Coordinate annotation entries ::
+++++

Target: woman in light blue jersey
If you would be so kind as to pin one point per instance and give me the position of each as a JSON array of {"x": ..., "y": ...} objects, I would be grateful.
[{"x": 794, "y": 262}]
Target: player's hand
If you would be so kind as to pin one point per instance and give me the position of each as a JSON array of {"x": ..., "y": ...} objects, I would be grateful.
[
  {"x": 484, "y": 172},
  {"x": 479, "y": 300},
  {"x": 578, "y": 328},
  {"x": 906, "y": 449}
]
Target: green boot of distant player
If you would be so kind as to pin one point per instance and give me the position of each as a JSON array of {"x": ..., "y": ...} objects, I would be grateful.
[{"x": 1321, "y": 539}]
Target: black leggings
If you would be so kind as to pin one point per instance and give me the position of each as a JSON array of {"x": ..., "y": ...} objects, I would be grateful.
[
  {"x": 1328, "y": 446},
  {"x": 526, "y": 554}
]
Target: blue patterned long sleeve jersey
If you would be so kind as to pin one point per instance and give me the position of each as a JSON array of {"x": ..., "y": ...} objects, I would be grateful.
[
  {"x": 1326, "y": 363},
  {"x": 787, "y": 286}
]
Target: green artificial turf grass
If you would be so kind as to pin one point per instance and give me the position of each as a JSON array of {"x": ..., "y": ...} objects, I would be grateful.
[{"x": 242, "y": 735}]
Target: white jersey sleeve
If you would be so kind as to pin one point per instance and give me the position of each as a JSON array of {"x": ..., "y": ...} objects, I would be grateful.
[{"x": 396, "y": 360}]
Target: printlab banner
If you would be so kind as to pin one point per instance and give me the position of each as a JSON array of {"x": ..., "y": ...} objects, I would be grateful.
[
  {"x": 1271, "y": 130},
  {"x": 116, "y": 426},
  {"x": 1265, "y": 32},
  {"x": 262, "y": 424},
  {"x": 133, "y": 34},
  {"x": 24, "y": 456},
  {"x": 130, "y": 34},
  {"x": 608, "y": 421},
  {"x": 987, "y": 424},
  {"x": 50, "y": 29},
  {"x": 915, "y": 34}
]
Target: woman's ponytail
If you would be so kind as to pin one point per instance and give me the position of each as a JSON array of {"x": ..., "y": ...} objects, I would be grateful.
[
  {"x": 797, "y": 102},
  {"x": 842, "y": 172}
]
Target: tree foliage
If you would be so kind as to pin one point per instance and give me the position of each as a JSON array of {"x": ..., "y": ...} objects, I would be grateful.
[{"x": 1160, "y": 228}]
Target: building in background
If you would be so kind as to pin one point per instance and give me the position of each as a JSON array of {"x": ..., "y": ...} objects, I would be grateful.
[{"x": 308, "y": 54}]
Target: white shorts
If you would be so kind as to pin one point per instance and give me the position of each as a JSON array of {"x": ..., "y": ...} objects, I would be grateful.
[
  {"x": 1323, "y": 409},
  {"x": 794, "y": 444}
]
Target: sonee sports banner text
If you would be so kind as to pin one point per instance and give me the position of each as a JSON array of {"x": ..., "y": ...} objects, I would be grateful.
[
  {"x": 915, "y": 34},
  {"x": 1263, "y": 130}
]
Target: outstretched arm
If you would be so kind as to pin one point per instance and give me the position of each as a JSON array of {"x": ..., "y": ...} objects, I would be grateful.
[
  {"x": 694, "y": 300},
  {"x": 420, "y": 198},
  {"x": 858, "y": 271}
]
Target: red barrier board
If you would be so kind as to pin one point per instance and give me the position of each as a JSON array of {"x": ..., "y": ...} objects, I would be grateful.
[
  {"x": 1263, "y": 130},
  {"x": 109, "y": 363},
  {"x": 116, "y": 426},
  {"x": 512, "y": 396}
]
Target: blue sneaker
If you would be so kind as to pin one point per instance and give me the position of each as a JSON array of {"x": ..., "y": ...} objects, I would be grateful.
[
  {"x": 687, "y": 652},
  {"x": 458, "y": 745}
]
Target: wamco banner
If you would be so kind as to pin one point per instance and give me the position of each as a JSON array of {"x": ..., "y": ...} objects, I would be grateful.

+++++

Copy the material above, line for line.

ANSWER IN FULL ::
Target: woman in light blue jersey
If you would be so kind as to pin one point per instance and give me the position of each as a JSON array of {"x": ..., "y": ...} objects, I would be grateful.
[{"x": 794, "y": 262}]
Target: player's hand
If you would be so kind as to pin one point per instance and give me the position of each as a JSON array of {"x": ..., "y": ...} objects, I would be grateful.
[
  {"x": 484, "y": 172},
  {"x": 479, "y": 300},
  {"x": 578, "y": 328},
  {"x": 906, "y": 449}
]
Target: green boot of distant player
If you would be so kind as to pin one point per instance and give me the position of each as a JSON array of {"x": ..., "y": ...} objects, I would be grateful.
[{"x": 1321, "y": 539}]
Target: black leggings
If you would be so kind as to pin one point per instance and give me the position of each as a JSON array of {"x": ..., "y": ...} objects, I would be grateful.
[
  {"x": 1328, "y": 446},
  {"x": 526, "y": 554}
]
Target: blue patterned long sleeve jersey
If you would be so kind as to pin one point per instance and give me the position of each as a JSON array of {"x": ..., "y": ...} objects, I would be grateful.
[
  {"x": 1326, "y": 363},
  {"x": 787, "y": 286}
]
Target: green artificial turf grass
If you would be so kind as to pin one point per instance and give me the position of each as a JSON array of {"x": ..., "y": ...} objects, I would be grateful.
[{"x": 242, "y": 735}]
Target: white jersey sleeve
If you would be so kind as to pin one point per instance and give me the position of each as a JSON array of {"x": ..., "y": ...} objects, I would be grateful.
[{"x": 396, "y": 360}]
Target: printlab banner
If you would be so kind as to pin one point per instance and give me the position of each as a JSON array of {"x": ..., "y": ...} objects, I would be grateful.
[
  {"x": 1271, "y": 130},
  {"x": 116, "y": 426},
  {"x": 1265, "y": 32},
  {"x": 262, "y": 424},
  {"x": 133, "y": 34},
  {"x": 24, "y": 456},
  {"x": 130, "y": 34},
  {"x": 608, "y": 421},
  {"x": 987, "y": 424},
  {"x": 50, "y": 29},
  {"x": 915, "y": 34}
]
Target: woman's ponytail
If you would be so kind as to pin one point per instance and give me the position of each as a JSON array of {"x": ..., "y": ...} objects, I would be grateful.
[
  {"x": 797, "y": 102},
  {"x": 842, "y": 172}
]
Target: tree foliage
If you would be so kind as to pin one point per instance and give me the position of each as a JSON array of {"x": ..., "y": ...} objects, I would be grateful.
[{"x": 1160, "y": 228}]
Target: building in background
If you would be so kind as to pin one point per instance and give me the position of each as a JSON array of {"x": ..., "y": ...} objects, I would be grateful.
[{"x": 308, "y": 54}]
Target: white shorts
If you would be so kind as to pin one point per instance and give me the position of each as a JSON array of {"x": ..., "y": ...} objects, I would be grateful.
[
  {"x": 1323, "y": 409},
  {"x": 794, "y": 444}
]
Target: sonee sports banner text
If you would be so kind as to pin one point per instance and give me the position of each as a JSON array of {"x": ..., "y": ...} objects, I would be grateful.
[
  {"x": 915, "y": 34},
  {"x": 1263, "y": 130}
]
Target: outstretched arm
If you would be so kind as to pin one point per instance and give me the position of each as a JSON array of {"x": ..., "y": ...} objects, I would be grateful.
[
  {"x": 694, "y": 300},
  {"x": 420, "y": 198},
  {"x": 858, "y": 271}
]
Target: red barrier board
If you would be so kind as to pin one point per instance and give me the position of each as a JSON array of {"x": ..., "y": ...} objects, I would be grateful.
[
  {"x": 1263, "y": 130},
  {"x": 109, "y": 363},
  {"x": 116, "y": 426},
  {"x": 512, "y": 396}
]
Target: blue sneaker
If you would be so kind as to pin one point per instance and give me the position of each as a JSON array of {"x": ..., "y": ...} objects, I would be grateful.
[
  {"x": 687, "y": 652},
  {"x": 458, "y": 745}
]
Target: wamco banner
If you would be so kind as to pin one point per instance and give me the position of each as a JSON array of {"x": ..., "y": ...} objects, I would be grateful.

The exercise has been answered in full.